(SOURCE TEXT)
%%

ULiege will be in charge of analysing the venoms and sequencing their toxins by various proteomics approaches. The MS-Lab has a long-standing experience of such development, especially due to its position of work-package leader for proteomics in the European Project ‘Venomics’ (FP7- HEATH 2011-2015). Within the Venomics program, 200 venoms have been characterised to identify peptide content and, combined to their respective transcriptomes, which led to the generation of a databank of more than 20,000 toxin sequences. In this project, the objective will be different and more challenging because ADDovenom does not necessarily aim at sequencing the smallest, most abundant and easily detected toxins, but the most toxic, whatever their size or their abundancy in the venom.
The AMU-AFMB protein expression core facilities will oversee the expression and purification of most of the toxins, epitope strings, ADDobodies and ADDomers of the project. Purified proteins and complexes will be characterised biochemically and biophysically on the “AMU-AFMB biophysics core facility” by several methods including ELISA, surface plasmon resonance (SPR), Thermophoresis, SECMALS and thermal shift assays.

%%

(PROBLEM TO SOLVE)
Can you carry on the ADDovenom project description past its final sentence?

(GIVEN ENTRIES)
%%

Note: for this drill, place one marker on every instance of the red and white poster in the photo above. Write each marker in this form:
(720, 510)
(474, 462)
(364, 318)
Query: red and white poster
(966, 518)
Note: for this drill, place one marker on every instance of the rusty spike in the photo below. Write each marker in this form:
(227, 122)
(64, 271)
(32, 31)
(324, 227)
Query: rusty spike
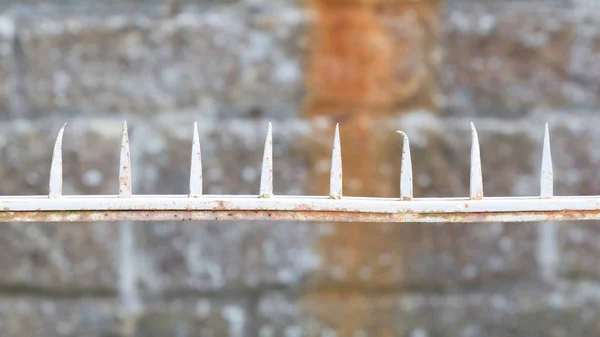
(125, 166)
(546, 179)
(476, 176)
(266, 175)
(335, 178)
(406, 185)
(196, 166)
(56, 178)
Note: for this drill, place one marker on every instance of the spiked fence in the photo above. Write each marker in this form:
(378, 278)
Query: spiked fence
(195, 206)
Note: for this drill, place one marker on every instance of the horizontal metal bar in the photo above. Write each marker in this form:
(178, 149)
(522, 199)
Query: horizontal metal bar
(305, 216)
(182, 207)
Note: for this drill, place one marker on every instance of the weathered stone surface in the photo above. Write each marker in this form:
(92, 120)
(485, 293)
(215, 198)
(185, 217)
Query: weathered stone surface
(213, 256)
(507, 59)
(59, 257)
(196, 318)
(236, 60)
(425, 256)
(59, 318)
(526, 311)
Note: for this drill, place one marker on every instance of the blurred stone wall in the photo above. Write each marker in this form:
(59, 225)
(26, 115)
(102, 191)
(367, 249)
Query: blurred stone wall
(428, 67)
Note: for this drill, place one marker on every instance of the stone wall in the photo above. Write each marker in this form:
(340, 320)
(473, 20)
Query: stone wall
(427, 67)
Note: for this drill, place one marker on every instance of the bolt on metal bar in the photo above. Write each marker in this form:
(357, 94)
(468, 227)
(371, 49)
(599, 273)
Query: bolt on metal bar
(196, 206)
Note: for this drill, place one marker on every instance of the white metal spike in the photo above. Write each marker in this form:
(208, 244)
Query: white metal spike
(196, 166)
(546, 178)
(476, 176)
(125, 166)
(266, 175)
(335, 178)
(56, 177)
(406, 184)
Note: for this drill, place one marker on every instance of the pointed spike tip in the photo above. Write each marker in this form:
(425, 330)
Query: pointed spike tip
(335, 178)
(125, 165)
(55, 187)
(406, 175)
(196, 165)
(546, 174)
(476, 183)
(266, 174)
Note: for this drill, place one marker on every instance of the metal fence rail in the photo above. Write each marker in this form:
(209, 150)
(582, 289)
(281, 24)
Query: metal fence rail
(195, 206)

%%

(ANSWER TO THE PROBLEM)
Main tasks in the project involve provision of venoms and venom gland transcriptomes for eight snakes, basic “serology” of ADDomer recognition of toxin components, determination of the ability of ADDomers and ADDobodies to in vitro neutralise the function of each class of toxins and comprehensive pre-clinical in vivo testing of the best ADDomer candidates in murine models of venom lethality. LSTM will perform pharmacokinetic characterizations of ADDomers in rodent models and examination of toxicity of ADDomers in a rodent model. LSTM will advocate for the next phase of ADDovenom research – clinical trial preparedness in subSaharan Africa.
iBET has successfully developed production and purification processes of complex and functionalized biopharmaceuticals as well as analytics and systems biology tools for virus-based bioprocesses. This knowledge will be used in ADDovenom for process development for ADDomers production: (i) implementation of supporting analytical methods; (ii) upstream and downstream process development; (iii) production of ADDomers.